* _INSTRUCCIÓN DADA A_: Reproduce sin cambios el tramo de la reseña de El deseo postergado que va desde "Jorge Fernández Granados" hasta "de una metodología.".
* _INSTRUCCIÓN DADA B_: Prosigue la reseña del libro El deseo postergado a partir de su última oración.

* _FRAGMENTO PARA LEER_:
Jorge Fernández Granados reseña el libro El deseo postergado de Mario Bojórquez, merecedor del Premio Nacional de Poesía Aguascalientes 2007.
La dulce algarabía del desastre
No hay obra sin herida. Qué difícil entender esta correspondencia que parece cumplirse con estremecedora puntualidad en el arte. No hay expresión perdurable que no provenga, de una u otra manera, de cierto epicentro de agonía o de dificultad . El proceso creativo, a pesar de los insoslayables avances de la filosofía y de la psicología, sigue siendo, si no un inescudriñable misterio, por lo menos un fenómeno cuya complejidad es reticente a las reducciones de una metodología.
El deseo postergado, del poeta sinaloense Mario Bojórquez, el más reciente Premio Nacional de Poesía Aguascalientes, es una obra que, en mi opinión, ratifica e ilumina esta condición de dificultad opositiva, esta resistencia que el artista debe vencer para encontrarse a sí mismo y, sobre todo, para hallar su definición mejor en el terreno expresivo -en vocablos de José Lezama Lima. La creatividad aquí en cierta forma es una fuerza curativa, un retorno al equilibrio entre el Eros y el Tánatos, es decir, un reequilibrio entre las potencias de la vida y las de la muerte, sin el cual posiblemente sólo la destrucción o la autodestrucción aguardarían al artista. La expresión como una forma de expiación, podría decirse. Quizá por ello las presencias capitales de este libro son contraposiciones: el amor que se convierte en odio, la ilusión que se convierte en decepción, el esplendor que se convierte en decadencia. En fin, la mirada melancólica llena de principio a fin este conjunto de poemas. El deseo postergado es, por tanto, un sereno lamento, una alta elegía.
En su primer libro (Pájaros sueltos, 1991) el entonces joven, pero ya muy seguro y culto poeta Mario Bojórquez, desde el tenor de su norte nos decía un par de versos tan llenos de presagios como estos: “Era mucho el dolor/para vivirlo a solas.”
Nadie diría qué tan ciertos o certeros eran aquellos versos para comprender hoy este deseo postergado, porque ya entonces los recursos poéticos que mezclaba en su paleta expresiva daban cuenta de un explorador avezado de las formas de la tradición, no menos que de un poeta provisto de un oído privilegiado. De ello han sido prueba elocuente sus libros subsiguientes, en especial Contradanza de pie y de barro.

* _DATOS PROPORCIONADOS_:
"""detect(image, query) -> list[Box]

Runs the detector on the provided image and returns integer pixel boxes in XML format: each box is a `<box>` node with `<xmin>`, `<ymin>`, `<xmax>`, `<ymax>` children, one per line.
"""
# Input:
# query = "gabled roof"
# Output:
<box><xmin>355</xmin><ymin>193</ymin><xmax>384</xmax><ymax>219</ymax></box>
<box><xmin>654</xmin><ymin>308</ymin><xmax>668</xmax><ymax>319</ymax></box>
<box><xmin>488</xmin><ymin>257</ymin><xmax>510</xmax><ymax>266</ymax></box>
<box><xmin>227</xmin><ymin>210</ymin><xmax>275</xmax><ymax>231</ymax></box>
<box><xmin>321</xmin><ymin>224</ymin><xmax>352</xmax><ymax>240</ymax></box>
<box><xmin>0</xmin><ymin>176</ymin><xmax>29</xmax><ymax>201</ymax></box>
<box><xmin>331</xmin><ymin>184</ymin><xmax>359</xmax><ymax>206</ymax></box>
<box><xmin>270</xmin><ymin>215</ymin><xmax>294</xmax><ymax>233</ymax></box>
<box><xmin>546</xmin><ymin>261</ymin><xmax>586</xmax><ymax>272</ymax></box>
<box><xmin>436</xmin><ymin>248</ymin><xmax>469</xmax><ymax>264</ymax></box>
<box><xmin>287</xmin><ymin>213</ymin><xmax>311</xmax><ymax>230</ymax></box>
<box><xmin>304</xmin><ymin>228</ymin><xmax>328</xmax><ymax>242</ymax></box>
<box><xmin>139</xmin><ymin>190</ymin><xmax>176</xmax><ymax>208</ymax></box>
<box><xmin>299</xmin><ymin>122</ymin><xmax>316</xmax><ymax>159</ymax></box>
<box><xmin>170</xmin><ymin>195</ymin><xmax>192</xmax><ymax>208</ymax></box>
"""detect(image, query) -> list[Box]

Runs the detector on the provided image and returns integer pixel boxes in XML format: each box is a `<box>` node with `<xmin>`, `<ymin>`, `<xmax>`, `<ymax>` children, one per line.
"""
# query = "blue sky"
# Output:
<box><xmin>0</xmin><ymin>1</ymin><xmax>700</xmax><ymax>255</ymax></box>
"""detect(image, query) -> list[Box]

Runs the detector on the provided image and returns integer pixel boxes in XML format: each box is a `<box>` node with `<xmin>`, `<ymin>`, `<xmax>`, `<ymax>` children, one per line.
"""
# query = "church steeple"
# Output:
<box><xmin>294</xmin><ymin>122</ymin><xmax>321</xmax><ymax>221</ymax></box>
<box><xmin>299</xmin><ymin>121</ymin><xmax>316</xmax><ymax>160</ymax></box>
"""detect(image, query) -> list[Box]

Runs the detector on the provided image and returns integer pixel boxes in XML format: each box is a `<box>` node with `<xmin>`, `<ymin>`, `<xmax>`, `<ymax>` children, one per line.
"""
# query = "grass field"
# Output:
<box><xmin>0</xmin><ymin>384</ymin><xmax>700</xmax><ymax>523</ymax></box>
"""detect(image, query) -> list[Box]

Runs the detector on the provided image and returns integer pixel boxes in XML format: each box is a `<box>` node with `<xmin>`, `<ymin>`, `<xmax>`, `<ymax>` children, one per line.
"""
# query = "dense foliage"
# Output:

* _RESPUESTA FINAL A_:
Jorge Fernández Granados reseña el libro El deseo postergado de Mario Bojórquez, merecedor del Premio Nacional de Poesía Aguascalientes 2007.
La dulce algarabía del desastre
No hay obra sin herida. Qué difícil entender esta correspondencia que parece cumplirse con estremecedora puntualidad en el arte. No hay expresión perdurable que no provenga, de una u otra manera, de cierto epicentro de agonía o de dificultad . El proceso creativo, a pesar de los insoslayables avances de la filosofía y de la psicología, sigue siendo, si no un inescudriñable misterio, por lo menos un fenómeno cuya complejidad es reticente a las reducciones de una metodología.

* _RESPUESTA FINAL B_:
Años después, uno de los poemas que pertenecen a su libro Diván de Mouraria (1999) anuncia el que será el tema y el título del libro que hoy nos ocupa. En efecto, allí se puede encontrar una “Gacela del deseo postergado”; pero más aún que el título, lo que evidencia el Diván… es la semilla en germinación. Allí queda clara, por lo menos para mí, la trayectoria de la fuerza que ascendía en la voz de este autor. Dice así, en la “Casida del odio”, también de ese libro, con una mezcla de fervor e impotencia: “Todos tenemos/ una partícula de odio/ y cuando el hierro arde en los flancos marcados/ y se siente el olor de la carne quemada/ hay un grito tan hondo, una máscara en fuego/ que incendia las palabras.”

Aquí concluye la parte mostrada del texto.